● **課題のねらい**: 下の成層圏気球の記事から、「宇宙旅行スタートアップのSpace Perspectiveが、Prime Movers」から「プを飛行させる予定だという。」までを両端も含めて抜き出すこと。一字も変えないこと。

● **抜粋本文**:
● ● ● ●
成層圏気球での宇宙旅行提供を目指すSpace Perspectiveが7.3億円調達

宇宙旅行スタートアップのSpace Perspectiveが、Prime Movers LabBase Venturesなどから新たに700万ドル(約7億3000万円)のシード資金を獲得した。Jane Poynter(ジェーン・ポインター)氏とTaber MacCallum(テイバー・マッカラム)氏によって設立されたSpace Perspectiveは、成層圏気球を開発するWorld Viewを以前に設立した会社で、Neptune宇宙船の開発に焦点を当てている。Neptuneは超高高度気球によって宇宙の縁まで運ばれ、他に類を見ない眺めを乗客に提供することを目的とした与圧型カプセルだ。

Neptuneは1回の飛行で最大8人の乗客を乗せ、地球の大気圏の上端で2時間を過ごし、大西洋に着水するまでの6時間の旅ができるように設計されている。Space Perspectiveによると、最初のテストフライトは2021年の第1四半期(1月〜3月)の末頃を予定しており、最終バージョンとなる加圧キャビンを持たないNeptuneのプロトタイプを飛行させる予定だという。
● ● ● ●
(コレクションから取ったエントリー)
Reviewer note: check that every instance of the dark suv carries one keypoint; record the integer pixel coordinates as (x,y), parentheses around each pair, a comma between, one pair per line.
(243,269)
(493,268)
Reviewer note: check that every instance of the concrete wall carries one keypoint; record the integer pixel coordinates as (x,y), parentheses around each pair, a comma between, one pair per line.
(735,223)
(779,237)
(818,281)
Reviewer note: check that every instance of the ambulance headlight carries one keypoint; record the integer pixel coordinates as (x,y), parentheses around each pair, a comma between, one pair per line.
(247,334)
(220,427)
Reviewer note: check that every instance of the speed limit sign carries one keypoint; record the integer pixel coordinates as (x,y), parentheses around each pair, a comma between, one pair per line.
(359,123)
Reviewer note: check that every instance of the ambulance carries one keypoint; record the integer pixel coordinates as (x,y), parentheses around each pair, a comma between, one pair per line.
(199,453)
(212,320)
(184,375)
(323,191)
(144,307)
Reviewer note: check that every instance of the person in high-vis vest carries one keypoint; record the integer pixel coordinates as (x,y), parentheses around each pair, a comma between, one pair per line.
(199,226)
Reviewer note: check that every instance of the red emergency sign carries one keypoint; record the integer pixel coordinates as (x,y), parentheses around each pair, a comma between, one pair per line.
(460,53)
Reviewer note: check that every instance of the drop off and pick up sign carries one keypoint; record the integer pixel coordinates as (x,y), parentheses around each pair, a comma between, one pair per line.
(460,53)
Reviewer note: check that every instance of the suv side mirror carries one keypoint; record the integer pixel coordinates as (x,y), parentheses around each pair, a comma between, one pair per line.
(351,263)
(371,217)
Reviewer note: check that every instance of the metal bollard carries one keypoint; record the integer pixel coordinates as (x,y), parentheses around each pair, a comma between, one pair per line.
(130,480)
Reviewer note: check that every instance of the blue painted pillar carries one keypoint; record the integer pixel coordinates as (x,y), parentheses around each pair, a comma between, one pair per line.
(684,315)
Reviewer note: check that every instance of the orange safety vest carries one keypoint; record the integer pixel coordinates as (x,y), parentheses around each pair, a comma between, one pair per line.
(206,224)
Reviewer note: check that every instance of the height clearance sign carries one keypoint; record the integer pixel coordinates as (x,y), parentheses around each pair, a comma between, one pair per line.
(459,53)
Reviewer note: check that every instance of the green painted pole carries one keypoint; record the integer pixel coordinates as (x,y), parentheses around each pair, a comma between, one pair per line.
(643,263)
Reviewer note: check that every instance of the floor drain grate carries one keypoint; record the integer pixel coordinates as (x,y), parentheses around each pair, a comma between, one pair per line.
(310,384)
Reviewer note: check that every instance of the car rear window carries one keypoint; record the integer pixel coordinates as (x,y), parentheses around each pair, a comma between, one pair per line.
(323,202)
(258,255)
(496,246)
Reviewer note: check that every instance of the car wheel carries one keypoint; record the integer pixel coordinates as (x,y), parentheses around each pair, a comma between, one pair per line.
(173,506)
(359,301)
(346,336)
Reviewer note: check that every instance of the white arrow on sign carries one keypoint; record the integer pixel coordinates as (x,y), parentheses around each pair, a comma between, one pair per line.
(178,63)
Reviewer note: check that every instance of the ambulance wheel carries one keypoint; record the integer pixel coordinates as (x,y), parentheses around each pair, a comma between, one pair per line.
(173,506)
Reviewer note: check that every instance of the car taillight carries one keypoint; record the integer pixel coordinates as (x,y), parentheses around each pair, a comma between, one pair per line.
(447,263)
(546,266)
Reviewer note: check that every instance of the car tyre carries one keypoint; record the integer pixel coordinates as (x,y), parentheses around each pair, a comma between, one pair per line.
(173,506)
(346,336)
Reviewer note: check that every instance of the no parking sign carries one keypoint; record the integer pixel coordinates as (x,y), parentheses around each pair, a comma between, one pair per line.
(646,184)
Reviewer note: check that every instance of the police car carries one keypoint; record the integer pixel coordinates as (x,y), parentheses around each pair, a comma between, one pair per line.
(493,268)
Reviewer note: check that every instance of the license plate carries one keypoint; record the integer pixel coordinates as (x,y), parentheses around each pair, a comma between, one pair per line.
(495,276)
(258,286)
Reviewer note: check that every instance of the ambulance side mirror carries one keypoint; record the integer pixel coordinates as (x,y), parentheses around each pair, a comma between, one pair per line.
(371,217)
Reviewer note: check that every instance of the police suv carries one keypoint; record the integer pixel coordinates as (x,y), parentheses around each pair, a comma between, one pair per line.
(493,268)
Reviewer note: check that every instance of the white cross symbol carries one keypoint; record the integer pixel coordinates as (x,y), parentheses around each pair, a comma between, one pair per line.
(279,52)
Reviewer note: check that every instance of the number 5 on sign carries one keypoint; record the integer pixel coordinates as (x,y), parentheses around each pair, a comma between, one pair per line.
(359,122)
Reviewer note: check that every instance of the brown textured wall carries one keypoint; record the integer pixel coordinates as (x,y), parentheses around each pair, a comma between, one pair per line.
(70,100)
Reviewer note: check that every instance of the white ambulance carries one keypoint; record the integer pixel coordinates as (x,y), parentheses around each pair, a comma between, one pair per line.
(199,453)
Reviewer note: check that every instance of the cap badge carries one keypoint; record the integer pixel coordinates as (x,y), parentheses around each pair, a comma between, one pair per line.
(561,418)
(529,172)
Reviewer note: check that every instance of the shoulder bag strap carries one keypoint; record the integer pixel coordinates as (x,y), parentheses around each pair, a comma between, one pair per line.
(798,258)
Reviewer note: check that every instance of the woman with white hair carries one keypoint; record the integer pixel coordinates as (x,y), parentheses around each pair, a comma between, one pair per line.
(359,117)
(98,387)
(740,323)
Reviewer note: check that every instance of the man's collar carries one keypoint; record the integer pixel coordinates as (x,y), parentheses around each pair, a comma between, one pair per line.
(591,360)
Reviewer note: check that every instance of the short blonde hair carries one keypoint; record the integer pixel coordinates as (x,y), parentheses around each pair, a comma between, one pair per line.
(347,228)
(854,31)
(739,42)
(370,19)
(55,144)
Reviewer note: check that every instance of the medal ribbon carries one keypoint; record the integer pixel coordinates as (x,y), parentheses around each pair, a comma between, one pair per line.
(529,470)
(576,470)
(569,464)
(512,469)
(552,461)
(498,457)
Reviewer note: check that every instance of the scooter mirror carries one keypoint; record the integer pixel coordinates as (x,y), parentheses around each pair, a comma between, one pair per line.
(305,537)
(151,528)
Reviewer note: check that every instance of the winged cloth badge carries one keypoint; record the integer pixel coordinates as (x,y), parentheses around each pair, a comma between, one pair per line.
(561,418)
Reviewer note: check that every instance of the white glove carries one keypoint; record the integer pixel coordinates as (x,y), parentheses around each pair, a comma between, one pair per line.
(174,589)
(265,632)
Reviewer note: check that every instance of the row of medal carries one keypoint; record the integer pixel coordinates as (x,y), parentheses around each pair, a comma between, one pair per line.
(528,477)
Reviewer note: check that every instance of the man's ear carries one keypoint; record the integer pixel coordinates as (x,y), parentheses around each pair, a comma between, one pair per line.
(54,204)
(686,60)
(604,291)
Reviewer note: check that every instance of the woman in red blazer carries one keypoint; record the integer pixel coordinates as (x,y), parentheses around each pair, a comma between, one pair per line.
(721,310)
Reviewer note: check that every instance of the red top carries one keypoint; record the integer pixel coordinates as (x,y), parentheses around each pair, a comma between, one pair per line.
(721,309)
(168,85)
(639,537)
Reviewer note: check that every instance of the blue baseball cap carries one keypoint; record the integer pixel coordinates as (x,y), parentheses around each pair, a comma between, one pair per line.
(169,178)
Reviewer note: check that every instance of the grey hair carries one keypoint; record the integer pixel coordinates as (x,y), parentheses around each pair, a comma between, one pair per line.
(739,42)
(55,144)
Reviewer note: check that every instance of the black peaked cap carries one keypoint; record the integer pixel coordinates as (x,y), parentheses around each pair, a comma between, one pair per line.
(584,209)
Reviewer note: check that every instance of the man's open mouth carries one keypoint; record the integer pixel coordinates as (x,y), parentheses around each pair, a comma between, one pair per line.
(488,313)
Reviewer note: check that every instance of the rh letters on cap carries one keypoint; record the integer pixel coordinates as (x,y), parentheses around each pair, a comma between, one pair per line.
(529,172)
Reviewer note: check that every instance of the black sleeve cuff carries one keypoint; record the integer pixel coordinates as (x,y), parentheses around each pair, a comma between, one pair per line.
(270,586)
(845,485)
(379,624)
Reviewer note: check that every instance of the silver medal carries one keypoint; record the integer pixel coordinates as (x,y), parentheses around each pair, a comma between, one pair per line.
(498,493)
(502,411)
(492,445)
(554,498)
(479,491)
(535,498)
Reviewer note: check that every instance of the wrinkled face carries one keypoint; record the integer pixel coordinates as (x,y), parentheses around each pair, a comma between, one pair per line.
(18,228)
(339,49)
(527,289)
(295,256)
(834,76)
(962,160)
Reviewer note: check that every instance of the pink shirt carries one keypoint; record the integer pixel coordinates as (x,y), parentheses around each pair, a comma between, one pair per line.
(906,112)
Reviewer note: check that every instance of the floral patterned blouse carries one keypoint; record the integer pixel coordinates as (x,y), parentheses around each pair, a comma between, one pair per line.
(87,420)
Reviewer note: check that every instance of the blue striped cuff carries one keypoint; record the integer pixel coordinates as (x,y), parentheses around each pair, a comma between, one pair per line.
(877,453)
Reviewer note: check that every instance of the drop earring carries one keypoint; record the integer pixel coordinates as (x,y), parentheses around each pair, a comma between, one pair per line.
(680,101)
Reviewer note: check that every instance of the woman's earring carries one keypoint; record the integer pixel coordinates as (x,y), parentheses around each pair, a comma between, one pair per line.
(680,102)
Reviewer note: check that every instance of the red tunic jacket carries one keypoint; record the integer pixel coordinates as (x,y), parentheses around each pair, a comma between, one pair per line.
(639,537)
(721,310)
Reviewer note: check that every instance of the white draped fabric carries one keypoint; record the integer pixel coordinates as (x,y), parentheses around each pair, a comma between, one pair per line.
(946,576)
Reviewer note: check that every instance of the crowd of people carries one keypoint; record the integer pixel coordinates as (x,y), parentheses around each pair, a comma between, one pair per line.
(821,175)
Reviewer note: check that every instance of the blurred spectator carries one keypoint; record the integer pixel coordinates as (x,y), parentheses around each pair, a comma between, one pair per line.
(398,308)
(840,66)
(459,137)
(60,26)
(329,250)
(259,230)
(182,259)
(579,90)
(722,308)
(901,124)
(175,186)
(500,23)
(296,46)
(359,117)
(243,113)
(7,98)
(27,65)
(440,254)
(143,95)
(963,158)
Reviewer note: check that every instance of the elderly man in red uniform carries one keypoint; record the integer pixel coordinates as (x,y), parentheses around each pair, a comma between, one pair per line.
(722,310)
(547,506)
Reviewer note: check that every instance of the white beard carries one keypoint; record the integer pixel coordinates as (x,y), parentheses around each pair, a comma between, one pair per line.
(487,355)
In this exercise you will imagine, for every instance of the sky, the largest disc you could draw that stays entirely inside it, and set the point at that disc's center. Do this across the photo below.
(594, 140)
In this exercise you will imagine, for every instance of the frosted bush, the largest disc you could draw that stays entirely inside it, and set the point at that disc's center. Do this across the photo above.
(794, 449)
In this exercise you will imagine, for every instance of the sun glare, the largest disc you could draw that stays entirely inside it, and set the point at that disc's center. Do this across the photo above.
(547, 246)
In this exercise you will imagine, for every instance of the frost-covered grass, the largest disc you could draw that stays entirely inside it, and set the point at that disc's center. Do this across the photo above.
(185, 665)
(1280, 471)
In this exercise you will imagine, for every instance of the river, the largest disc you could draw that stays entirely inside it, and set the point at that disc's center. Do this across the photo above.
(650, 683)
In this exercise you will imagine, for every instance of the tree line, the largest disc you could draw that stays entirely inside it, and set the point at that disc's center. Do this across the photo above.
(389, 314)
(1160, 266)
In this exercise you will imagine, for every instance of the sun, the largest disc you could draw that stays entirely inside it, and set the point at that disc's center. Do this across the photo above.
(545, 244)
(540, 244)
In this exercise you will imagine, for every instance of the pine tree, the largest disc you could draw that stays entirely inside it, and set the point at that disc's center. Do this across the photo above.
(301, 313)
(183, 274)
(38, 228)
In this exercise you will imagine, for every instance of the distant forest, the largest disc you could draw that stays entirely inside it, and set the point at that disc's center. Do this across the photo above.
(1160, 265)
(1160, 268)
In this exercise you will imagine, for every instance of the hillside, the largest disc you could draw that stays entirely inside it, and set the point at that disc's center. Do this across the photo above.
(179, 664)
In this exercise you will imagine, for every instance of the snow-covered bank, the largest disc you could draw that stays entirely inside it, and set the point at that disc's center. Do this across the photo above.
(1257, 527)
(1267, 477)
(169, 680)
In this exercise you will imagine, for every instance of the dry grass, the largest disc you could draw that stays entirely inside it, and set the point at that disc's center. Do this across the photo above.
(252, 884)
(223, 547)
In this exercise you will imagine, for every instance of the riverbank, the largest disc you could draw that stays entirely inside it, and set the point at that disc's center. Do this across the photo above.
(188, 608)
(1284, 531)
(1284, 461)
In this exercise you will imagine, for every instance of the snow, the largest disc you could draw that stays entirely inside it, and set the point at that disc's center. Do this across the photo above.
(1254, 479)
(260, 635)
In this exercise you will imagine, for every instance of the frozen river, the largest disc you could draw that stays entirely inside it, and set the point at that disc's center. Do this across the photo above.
● ● ● ●
● **回答欄**:
宇宙旅行スタートアップのSpace Perspectiveが、Prime Movers LabBase Venturesなどから新たに700万ドル(約7億3000万円)のシード資金を獲得した。Jane Poynter(ジェーン・ポインター)氏とTaber MacCallum(テイバー・マッカラム)氏によって設立されたSpace Perspectiveは、成層圏気球を開発するWorld Viewを以前に設立した会社で、Neptune宇宙船の開発に焦点を当てている。Neptuneは超高高度気球によって宇宙の縁まで運ばれ、他に類を見ない眺めを乗客に提供することを目的とした与圧型カプセルだ。

Neptuneは1回の飛行で最大8人の乗客を乗せ、地球の大気圏の上端で2時間を過ごし、大西洋に着水するまでの6時間の旅ができるように設計されている。Space Perspectiveによると、最初のテストフライトは2021年の第1四半期(1月〜3月)の末頃を予定しており、最終バージョンとなる加圧キャビンを持たないNeptuneのプロトタイプを飛行させる予定だという。